→ **Written instruction**
Can you reproduce every one of the following entries word for word?

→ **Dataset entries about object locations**
+++++
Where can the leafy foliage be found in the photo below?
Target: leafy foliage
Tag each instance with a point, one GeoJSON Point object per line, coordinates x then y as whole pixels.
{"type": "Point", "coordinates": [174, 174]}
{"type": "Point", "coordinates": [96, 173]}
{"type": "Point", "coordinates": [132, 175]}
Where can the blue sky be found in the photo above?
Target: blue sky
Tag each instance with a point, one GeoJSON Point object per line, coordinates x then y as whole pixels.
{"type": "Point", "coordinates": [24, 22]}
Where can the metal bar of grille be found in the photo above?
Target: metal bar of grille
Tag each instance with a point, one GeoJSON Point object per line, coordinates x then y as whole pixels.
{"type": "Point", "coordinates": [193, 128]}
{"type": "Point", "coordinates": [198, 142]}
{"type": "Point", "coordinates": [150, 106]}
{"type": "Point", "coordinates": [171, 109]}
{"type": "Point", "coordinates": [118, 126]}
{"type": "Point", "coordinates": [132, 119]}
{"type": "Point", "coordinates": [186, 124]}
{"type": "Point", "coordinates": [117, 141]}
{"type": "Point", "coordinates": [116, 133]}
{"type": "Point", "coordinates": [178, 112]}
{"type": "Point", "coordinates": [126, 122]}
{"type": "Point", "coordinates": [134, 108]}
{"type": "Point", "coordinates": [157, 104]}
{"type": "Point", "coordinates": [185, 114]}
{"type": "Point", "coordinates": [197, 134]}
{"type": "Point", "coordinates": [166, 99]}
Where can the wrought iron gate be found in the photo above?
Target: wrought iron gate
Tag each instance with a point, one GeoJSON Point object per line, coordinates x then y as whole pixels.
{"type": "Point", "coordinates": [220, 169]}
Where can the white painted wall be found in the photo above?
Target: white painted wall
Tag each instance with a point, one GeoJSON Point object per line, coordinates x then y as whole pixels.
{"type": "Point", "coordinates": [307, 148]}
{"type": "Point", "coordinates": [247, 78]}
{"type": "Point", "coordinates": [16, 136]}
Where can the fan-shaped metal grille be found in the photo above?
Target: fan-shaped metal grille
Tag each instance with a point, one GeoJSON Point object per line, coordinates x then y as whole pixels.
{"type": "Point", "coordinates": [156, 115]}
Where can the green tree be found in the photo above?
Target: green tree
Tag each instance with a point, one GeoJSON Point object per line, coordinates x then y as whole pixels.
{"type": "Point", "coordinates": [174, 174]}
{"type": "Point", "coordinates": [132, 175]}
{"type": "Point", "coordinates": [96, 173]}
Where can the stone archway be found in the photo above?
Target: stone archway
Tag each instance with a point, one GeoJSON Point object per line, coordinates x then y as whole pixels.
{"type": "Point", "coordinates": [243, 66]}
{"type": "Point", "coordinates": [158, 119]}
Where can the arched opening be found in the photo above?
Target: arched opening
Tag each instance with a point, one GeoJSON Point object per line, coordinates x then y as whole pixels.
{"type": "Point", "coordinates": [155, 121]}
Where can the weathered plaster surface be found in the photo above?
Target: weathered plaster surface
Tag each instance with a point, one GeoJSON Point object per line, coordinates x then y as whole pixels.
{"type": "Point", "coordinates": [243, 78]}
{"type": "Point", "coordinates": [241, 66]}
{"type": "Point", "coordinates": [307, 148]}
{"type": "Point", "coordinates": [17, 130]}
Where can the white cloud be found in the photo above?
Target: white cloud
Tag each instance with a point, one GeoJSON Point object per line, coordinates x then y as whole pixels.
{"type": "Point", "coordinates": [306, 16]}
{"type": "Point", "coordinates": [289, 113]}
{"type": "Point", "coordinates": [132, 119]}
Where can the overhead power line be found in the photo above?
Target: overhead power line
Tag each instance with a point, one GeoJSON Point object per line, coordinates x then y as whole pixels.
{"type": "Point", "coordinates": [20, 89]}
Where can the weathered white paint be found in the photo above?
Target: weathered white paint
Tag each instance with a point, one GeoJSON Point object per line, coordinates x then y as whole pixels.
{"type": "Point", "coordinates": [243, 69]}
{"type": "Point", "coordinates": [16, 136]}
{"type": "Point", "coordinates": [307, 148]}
+++++
→ **Reply to the exercise**
Where can the leafy foliage be found in the photo below?
Target: leafy foliage
Tag each instance with a point, one GeoJSON Point object per line, coordinates x then y as whole pixels.
{"type": "Point", "coordinates": [174, 174]}
{"type": "Point", "coordinates": [96, 173]}
{"type": "Point", "coordinates": [132, 175]}
Where can the blue sky be found in the photo above?
Target: blue sky
Tag each instance with a point, one GeoJSON Point object per line, coordinates x then y as whole pixels.
{"type": "Point", "coordinates": [24, 22]}
Where can the metal bar of grille be found in the photo above?
Target: metal bar of grille
Tag each instance with a point, one GeoJSON Point object per line, coordinates x then y as whole pixels.
{"type": "Point", "coordinates": [193, 128]}
{"type": "Point", "coordinates": [198, 142]}
{"type": "Point", "coordinates": [150, 106]}
{"type": "Point", "coordinates": [171, 109]}
{"type": "Point", "coordinates": [118, 126]}
{"type": "Point", "coordinates": [132, 119]}
{"type": "Point", "coordinates": [186, 124]}
{"type": "Point", "coordinates": [117, 141]}
{"type": "Point", "coordinates": [116, 133]}
{"type": "Point", "coordinates": [178, 112]}
{"type": "Point", "coordinates": [126, 122]}
{"type": "Point", "coordinates": [134, 108]}
{"type": "Point", "coordinates": [157, 104]}
{"type": "Point", "coordinates": [185, 114]}
{"type": "Point", "coordinates": [197, 134]}
{"type": "Point", "coordinates": [166, 99]}
Where can the wrought iron gate be found in the photo above?
Target: wrought iron gate
Tag each instance with a point, one GeoJSON Point object per line, coordinates x then y as whole pixels.
{"type": "Point", "coordinates": [220, 169]}
Where can the white painted wall be found in the photo above?
Target: white painted wall
Tag each instance with a point, one GeoJSON Point object per line, coordinates x then y as whole pixels.
{"type": "Point", "coordinates": [307, 148]}
{"type": "Point", "coordinates": [247, 78]}
{"type": "Point", "coordinates": [16, 136]}
Where can the fan-shaped metal grille be found in the photo above?
Target: fan-shaped metal grille
Tag each instance with a point, one GeoJSON Point object per line, coordinates x then y as whole pixels.
{"type": "Point", "coordinates": [156, 115]}
Where can the green tree be found in the photo above?
Target: green tree
Tag each instance with a point, one GeoJSON Point object per line, coordinates x then y as whole pixels.
{"type": "Point", "coordinates": [174, 174]}
{"type": "Point", "coordinates": [132, 175]}
{"type": "Point", "coordinates": [96, 173]}
Where can the stone archway be found in the photo above?
Target: stone archway
Tag each instance with a point, one GeoJSON Point object per line, coordinates x then y as whole pixels.
{"type": "Point", "coordinates": [243, 66]}
{"type": "Point", "coordinates": [158, 119]}
Where can the arched opening be found in the photo above?
Target: arched opening
Tag each instance with a point, one GeoJSON Point object per line, coordinates x then y as whole pixels.
{"type": "Point", "coordinates": [155, 121]}
Where can the weathered plaster surface be found in the photo above?
Target: weathered plaster surface
Tag each instance with a point, one GeoJSON Point object per line, coordinates x then y as whole pixels.
{"type": "Point", "coordinates": [243, 78]}
{"type": "Point", "coordinates": [241, 66]}
{"type": "Point", "coordinates": [307, 148]}
{"type": "Point", "coordinates": [17, 130]}
Where can the white cloud be found in the photo above?
Target: white cloud
Tag each instance with a point, one GeoJSON Point object per line, coordinates x then y as whole pixels.
{"type": "Point", "coordinates": [306, 16]}
{"type": "Point", "coordinates": [289, 113]}
{"type": "Point", "coordinates": [132, 119]}
Where can the overhead power line be found in the photo above?
Target: overhead power line
Tag each instance with a point, one GeoJSON Point object per line, coordinates x then y as whole pixels.
{"type": "Point", "coordinates": [20, 89]}
Where can the weathered white paint be found in the photo above?
Target: weathered white paint
Tag each instance with a point, one GeoJSON Point object per line, coordinates x then y as whole pixels.
{"type": "Point", "coordinates": [243, 69]}
{"type": "Point", "coordinates": [16, 136]}
{"type": "Point", "coordinates": [307, 148]}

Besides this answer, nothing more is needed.